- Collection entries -
###

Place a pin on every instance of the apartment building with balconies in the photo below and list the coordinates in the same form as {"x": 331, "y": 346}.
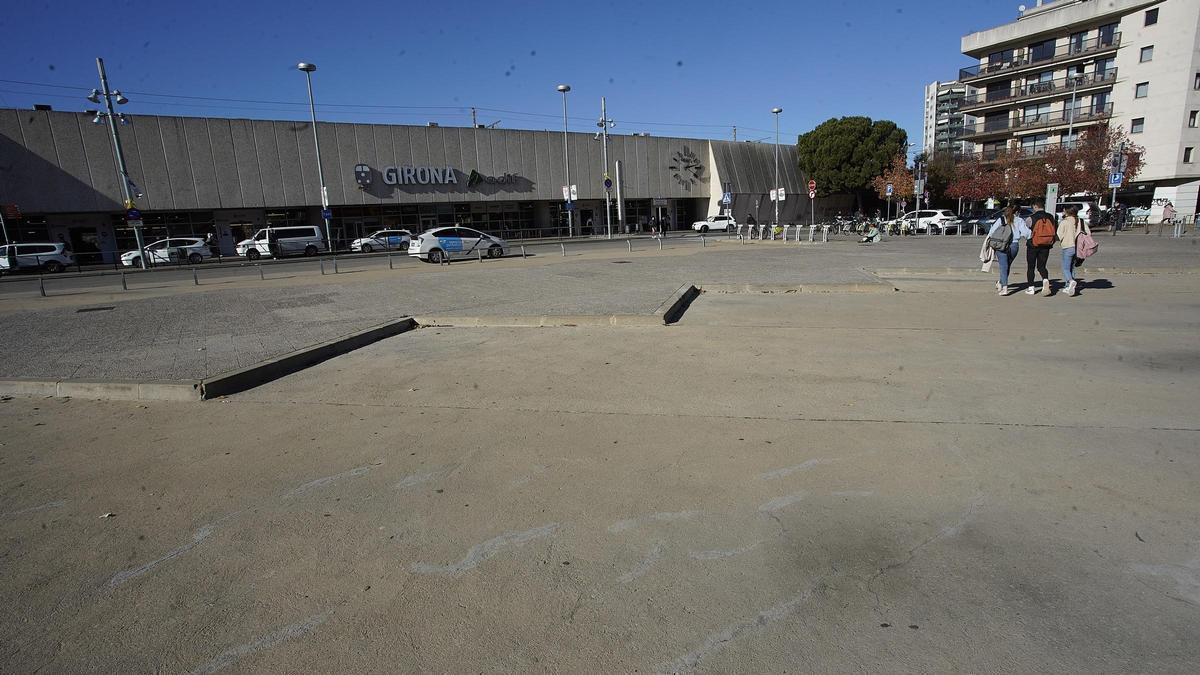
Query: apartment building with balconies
{"x": 943, "y": 118}
{"x": 1066, "y": 66}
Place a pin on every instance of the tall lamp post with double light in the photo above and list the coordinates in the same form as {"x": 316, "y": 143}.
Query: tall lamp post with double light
{"x": 567, "y": 163}
{"x": 321, "y": 172}
{"x": 605, "y": 124}
{"x": 775, "y": 112}
{"x": 113, "y": 117}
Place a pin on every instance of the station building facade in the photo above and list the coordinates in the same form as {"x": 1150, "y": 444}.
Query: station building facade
{"x": 232, "y": 177}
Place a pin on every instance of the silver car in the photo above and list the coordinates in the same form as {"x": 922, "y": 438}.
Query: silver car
{"x": 174, "y": 250}
{"x": 383, "y": 240}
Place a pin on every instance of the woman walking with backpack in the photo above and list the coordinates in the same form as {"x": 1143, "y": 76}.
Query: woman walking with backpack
{"x": 1005, "y": 238}
{"x": 1044, "y": 233}
{"x": 1071, "y": 227}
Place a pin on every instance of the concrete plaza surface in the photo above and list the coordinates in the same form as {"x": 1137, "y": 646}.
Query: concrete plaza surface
{"x": 934, "y": 479}
{"x": 165, "y": 328}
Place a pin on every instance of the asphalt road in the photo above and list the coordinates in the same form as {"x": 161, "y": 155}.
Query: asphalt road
{"x": 106, "y": 278}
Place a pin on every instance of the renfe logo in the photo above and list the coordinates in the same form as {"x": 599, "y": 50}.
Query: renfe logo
{"x": 475, "y": 178}
{"x": 419, "y": 175}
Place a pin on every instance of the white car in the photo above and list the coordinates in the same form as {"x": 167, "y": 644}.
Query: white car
{"x": 45, "y": 257}
{"x": 174, "y": 250}
{"x": 937, "y": 219}
{"x": 383, "y": 240}
{"x": 720, "y": 223}
{"x": 285, "y": 240}
{"x": 448, "y": 243}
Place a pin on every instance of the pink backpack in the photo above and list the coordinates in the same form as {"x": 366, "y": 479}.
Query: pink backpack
{"x": 1085, "y": 246}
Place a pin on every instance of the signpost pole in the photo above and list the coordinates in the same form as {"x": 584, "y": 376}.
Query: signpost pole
{"x": 621, "y": 202}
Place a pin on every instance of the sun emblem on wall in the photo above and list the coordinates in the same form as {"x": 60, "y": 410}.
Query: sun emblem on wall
{"x": 685, "y": 168}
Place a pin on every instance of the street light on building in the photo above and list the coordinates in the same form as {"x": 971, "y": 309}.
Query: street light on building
{"x": 775, "y": 112}
{"x": 321, "y": 172}
{"x": 567, "y": 163}
{"x": 112, "y": 115}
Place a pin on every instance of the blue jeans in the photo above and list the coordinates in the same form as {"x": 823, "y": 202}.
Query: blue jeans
{"x": 1006, "y": 261}
{"x": 1068, "y": 261}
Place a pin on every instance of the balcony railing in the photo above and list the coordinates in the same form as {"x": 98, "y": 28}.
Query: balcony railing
{"x": 1038, "y": 120}
{"x": 1062, "y": 85}
{"x": 1031, "y": 150}
{"x": 1023, "y": 59}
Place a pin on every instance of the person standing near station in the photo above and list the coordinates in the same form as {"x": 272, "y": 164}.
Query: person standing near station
{"x": 1043, "y": 233}
{"x": 1069, "y": 227}
{"x": 1005, "y": 238}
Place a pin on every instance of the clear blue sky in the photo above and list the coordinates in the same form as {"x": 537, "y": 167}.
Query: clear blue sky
{"x": 671, "y": 69}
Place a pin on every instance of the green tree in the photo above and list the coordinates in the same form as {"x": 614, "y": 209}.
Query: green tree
{"x": 844, "y": 154}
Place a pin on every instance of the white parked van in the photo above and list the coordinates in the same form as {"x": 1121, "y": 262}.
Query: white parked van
{"x": 279, "y": 242}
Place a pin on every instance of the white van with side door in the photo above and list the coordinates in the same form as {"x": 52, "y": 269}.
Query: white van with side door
{"x": 280, "y": 242}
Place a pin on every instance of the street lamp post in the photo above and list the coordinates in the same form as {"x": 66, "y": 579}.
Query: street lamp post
{"x": 775, "y": 112}
{"x": 321, "y": 172}
{"x": 567, "y": 163}
{"x": 121, "y": 168}
{"x": 604, "y": 124}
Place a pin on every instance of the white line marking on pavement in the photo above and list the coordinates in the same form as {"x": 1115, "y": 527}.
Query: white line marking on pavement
{"x": 780, "y": 502}
{"x": 123, "y": 577}
{"x": 330, "y": 479}
{"x": 415, "y": 479}
{"x": 55, "y": 503}
{"x": 643, "y": 566}
{"x": 267, "y": 641}
{"x": 718, "y": 640}
{"x": 719, "y": 554}
{"x": 1186, "y": 577}
{"x": 631, "y": 523}
{"x": 479, "y": 553}
{"x": 790, "y": 470}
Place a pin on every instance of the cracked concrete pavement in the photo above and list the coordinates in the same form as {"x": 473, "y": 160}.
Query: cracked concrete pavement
{"x": 935, "y": 479}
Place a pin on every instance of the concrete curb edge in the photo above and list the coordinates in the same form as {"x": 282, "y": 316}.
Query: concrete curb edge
{"x": 273, "y": 369}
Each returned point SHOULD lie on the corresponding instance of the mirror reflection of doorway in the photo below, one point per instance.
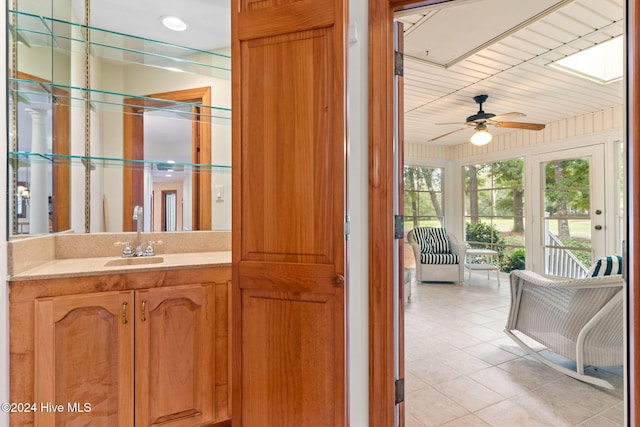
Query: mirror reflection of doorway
(137, 185)
(169, 208)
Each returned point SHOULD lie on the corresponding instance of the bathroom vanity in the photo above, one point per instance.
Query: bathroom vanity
(121, 343)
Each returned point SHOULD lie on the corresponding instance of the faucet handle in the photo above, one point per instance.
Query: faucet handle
(126, 250)
(149, 251)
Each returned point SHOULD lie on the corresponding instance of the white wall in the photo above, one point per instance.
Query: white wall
(603, 128)
(4, 294)
(358, 203)
(141, 80)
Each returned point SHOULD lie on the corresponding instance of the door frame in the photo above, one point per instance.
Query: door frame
(133, 149)
(381, 242)
(600, 241)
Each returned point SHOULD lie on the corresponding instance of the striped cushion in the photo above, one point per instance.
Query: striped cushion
(438, 240)
(420, 233)
(439, 259)
(606, 266)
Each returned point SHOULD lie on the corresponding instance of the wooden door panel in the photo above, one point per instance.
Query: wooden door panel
(84, 354)
(291, 382)
(288, 150)
(175, 332)
(289, 158)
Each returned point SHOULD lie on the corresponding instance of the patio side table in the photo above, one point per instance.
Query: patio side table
(483, 259)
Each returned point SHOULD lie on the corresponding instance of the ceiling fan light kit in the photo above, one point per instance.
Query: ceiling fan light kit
(481, 136)
(480, 120)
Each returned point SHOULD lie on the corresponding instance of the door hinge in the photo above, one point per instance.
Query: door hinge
(399, 390)
(398, 63)
(398, 227)
(347, 227)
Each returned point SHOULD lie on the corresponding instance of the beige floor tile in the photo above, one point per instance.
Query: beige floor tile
(432, 408)
(599, 421)
(462, 370)
(509, 414)
(462, 362)
(431, 371)
(466, 421)
(468, 393)
(490, 353)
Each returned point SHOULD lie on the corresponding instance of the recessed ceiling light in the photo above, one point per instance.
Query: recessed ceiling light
(602, 63)
(174, 23)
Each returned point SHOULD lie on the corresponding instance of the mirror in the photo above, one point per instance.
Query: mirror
(83, 155)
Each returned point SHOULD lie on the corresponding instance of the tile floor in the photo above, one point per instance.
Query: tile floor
(462, 370)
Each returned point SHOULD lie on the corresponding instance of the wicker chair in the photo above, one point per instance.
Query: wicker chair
(580, 319)
(439, 255)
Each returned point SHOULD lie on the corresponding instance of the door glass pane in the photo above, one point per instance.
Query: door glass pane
(567, 221)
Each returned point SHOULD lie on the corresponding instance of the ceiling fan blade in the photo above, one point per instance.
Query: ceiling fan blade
(446, 134)
(518, 125)
(505, 116)
(455, 123)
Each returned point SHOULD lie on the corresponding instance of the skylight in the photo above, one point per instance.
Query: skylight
(602, 63)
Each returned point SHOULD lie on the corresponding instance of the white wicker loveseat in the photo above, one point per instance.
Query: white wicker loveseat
(580, 319)
(439, 255)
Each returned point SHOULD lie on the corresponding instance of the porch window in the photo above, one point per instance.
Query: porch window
(494, 210)
(423, 205)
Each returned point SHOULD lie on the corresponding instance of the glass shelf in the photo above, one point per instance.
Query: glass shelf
(34, 92)
(42, 31)
(28, 158)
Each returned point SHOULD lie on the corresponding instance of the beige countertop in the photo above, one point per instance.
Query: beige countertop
(74, 267)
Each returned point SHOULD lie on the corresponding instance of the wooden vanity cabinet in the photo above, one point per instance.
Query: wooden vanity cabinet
(84, 355)
(174, 376)
(138, 357)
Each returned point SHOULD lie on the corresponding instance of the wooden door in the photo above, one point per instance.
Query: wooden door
(133, 149)
(289, 155)
(84, 356)
(399, 208)
(174, 369)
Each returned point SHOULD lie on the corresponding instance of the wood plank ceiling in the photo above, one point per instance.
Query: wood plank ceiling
(502, 48)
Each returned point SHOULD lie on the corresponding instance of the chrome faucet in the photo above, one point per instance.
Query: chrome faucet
(137, 216)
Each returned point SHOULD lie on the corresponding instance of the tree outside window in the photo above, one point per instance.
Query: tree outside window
(423, 197)
(494, 209)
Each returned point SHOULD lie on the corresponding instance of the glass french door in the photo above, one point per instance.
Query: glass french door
(573, 217)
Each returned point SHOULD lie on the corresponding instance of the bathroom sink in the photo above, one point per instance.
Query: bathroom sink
(134, 261)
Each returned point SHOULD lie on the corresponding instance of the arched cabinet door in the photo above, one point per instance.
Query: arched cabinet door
(289, 160)
(84, 359)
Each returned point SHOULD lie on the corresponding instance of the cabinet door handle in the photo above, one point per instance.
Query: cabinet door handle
(143, 316)
(124, 312)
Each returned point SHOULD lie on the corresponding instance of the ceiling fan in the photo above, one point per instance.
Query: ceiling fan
(480, 120)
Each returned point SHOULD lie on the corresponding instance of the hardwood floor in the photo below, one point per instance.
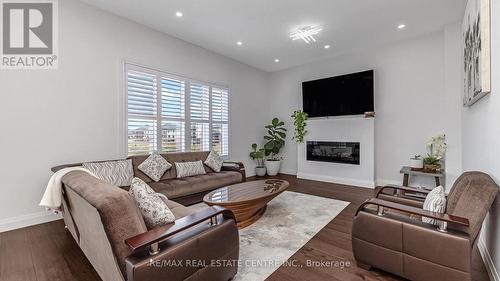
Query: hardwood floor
(47, 252)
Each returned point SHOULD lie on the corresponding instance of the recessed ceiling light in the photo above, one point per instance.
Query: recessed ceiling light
(306, 33)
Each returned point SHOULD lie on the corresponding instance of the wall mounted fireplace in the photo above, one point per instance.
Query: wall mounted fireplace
(335, 152)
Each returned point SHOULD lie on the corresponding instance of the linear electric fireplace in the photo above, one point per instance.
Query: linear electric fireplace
(336, 152)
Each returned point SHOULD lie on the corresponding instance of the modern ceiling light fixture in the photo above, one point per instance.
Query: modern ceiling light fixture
(306, 33)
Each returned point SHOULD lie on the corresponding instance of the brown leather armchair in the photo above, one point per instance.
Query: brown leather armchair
(388, 233)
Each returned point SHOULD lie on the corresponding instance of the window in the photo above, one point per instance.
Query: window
(172, 114)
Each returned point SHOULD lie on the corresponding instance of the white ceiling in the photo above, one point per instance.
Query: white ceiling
(264, 25)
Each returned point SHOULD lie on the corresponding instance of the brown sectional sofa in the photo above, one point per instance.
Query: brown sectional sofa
(109, 228)
(187, 190)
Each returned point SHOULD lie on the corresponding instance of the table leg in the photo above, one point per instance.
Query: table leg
(438, 181)
(406, 179)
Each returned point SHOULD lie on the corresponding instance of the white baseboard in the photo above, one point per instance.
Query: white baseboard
(346, 181)
(488, 261)
(288, 172)
(27, 220)
(382, 182)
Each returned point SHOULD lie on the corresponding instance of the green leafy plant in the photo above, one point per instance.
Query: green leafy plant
(257, 155)
(299, 120)
(275, 139)
(437, 149)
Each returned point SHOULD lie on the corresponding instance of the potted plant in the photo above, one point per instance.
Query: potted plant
(416, 162)
(258, 156)
(437, 149)
(299, 120)
(275, 141)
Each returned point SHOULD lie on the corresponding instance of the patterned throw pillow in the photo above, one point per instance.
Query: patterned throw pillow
(154, 210)
(155, 166)
(435, 201)
(119, 173)
(187, 169)
(214, 161)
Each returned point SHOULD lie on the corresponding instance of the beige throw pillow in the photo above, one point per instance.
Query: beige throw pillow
(187, 169)
(119, 172)
(214, 161)
(154, 166)
(153, 209)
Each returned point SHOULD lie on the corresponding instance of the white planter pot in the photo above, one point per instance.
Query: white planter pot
(273, 167)
(260, 171)
(417, 163)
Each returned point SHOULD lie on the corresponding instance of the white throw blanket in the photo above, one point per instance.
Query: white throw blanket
(52, 198)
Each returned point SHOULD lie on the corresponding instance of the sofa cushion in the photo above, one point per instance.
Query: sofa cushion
(177, 209)
(154, 210)
(172, 158)
(119, 172)
(214, 161)
(155, 166)
(175, 188)
(188, 169)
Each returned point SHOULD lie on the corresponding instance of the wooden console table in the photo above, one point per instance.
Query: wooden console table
(408, 172)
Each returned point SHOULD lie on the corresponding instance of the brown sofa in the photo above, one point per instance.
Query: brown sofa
(187, 190)
(388, 233)
(107, 225)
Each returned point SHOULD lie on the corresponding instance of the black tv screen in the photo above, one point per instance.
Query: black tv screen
(350, 94)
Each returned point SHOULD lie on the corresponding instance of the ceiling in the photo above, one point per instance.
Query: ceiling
(264, 25)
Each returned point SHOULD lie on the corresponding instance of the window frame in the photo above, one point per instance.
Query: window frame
(129, 66)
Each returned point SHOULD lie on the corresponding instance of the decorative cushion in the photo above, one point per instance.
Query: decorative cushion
(154, 210)
(214, 161)
(435, 201)
(187, 169)
(119, 172)
(154, 166)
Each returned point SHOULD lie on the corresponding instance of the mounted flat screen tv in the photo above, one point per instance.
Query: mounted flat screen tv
(350, 94)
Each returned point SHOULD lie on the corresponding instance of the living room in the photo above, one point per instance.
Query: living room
(360, 120)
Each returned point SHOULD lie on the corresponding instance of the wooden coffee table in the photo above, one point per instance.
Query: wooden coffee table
(247, 200)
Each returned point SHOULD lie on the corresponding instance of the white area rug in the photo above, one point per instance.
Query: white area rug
(291, 219)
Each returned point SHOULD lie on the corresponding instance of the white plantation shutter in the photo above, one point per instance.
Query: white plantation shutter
(141, 111)
(170, 113)
(199, 100)
(220, 121)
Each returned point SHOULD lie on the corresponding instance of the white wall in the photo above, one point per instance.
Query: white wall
(349, 129)
(481, 143)
(413, 101)
(72, 114)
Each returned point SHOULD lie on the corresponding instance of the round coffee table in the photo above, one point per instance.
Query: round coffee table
(247, 200)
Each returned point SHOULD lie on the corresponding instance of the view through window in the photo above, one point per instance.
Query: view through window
(161, 107)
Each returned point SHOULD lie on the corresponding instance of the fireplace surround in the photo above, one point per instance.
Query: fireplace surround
(334, 152)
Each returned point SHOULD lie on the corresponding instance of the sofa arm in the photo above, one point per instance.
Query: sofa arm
(414, 211)
(401, 188)
(155, 235)
(236, 167)
(205, 251)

###

- WORK TO COMPLETE -
Copy the lines exactly as they appear from the opening of the entries above through the line with "Place a pin on every instance of the concrete plaza", excluding all pictures.

- EXERCISE OUTPUT -
Place a pin on every instance of the apartment building with balconies in the photo below and list the coordinates in the same form as {"x": 331, "y": 346}.
Query: apartment building with balconies
{"x": 943, "y": 118}
{"x": 1066, "y": 66}
Place a pin on every instance of the tall lamp post with double light in the photo above and list the coordinates in the same form as {"x": 316, "y": 143}.
Query: tall lamp post with double light
{"x": 567, "y": 163}
{"x": 321, "y": 172}
{"x": 605, "y": 124}
{"x": 775, "y": 112}
{"x": 113, "y": 117}
Place a pin on every instance of the station building facade in the photo above and list the coordinates in the same form as {"x": 1150, "y": 444}.
Query: station building facade
{"x": 232, "y": 177}
Place a pin on every instance of the silver car in the photo above and list the coordinates in the same form as {"x": 922, "y": 438}.
Query: silver car
{"x": 174, "y": 250}
{"x": 383, "y": 240}
Place a pin on every instance of the woman walking with backpack in the photo above and list the coordinates in the same form as {"x": 1143, "y": 76}.
Query: woman walking with backpack
{"x": 1005, "y": 238}
{"x": 1044, "y": 233}
{"x": 1071, "y": 227}
Place a pin on every instance of the concrete plaza surface in the photo above and list the coordinates in the same form as {"x": 1137, "y": 646}.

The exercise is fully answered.